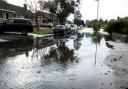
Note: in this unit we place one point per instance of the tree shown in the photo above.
(62, 8)
(33, 7)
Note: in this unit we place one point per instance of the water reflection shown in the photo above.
(77, 41)
(54, 63)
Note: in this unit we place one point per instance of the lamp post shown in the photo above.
(97, 9)
(97, 28)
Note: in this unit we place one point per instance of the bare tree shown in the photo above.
(33, 7)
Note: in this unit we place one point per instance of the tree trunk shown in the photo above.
(37, 24)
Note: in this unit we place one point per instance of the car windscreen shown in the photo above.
(21, 21)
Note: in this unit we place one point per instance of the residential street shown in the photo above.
(75, 62)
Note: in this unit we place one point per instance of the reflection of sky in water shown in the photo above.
(35, 72)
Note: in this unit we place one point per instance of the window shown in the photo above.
(1, 14)
(9, 21)
(21, 21)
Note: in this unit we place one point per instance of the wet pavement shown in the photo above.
(76, 62)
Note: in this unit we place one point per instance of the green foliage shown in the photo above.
(118, 26)
(96, 26)
(43, 31)
(65, 8)
(79, 22)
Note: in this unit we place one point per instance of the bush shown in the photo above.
(118, 26)
(96, 26)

-----

## [What is required]
Update the data above by changing "windscreen" to "windshield" and leaving everything else as it is. Leave out the pictures.

## [Exercise answer]
Note: in this unit we place one point per instance of the tree shown in the photo above.
(62, 8)
(33, 7)
Note: in this unit we place one point per instance of the water reflection shown in the photo above.
(77, 41)
(54, 63)
Note: in this unit we place one point per instance of the lamp post shown in the photo above.
(97, 9)
(97, 28)
Note: in this unit we place one point per instance of the bare tree shown in the photo above.
(33, 7)
Note: in this unit we place one point per instance of the tree trunk shown in the photo above.
(37, 24)
Note: in this unit we place one point per instance of the car windshield shown in the photo above.
(21, 21)
Note: in this unit we place one point per instance of the residential street shown in the photo above.
(75, 62)
Note: in this unit we place one point per instance of the reflection of sky in water shown in the photo above.
(35, 72)
Note: in this unit we place one point per instance of the window shown in the photo above.
(1, 14)
(9, 21)
(21, 21)
Note: in this unit we place one point per instance of the wet pavement shown in the photo above.
(76, 62)
Note: in this unit we place one point per instance of the green foliage shown in the photo above.
(118, 26)
(96, 26)
(43, 31)
(65, 8)
(79, 22)
Note: in this unit we place one point per instance of the bush shown in the photo above.
(118, 26)
(96, 26)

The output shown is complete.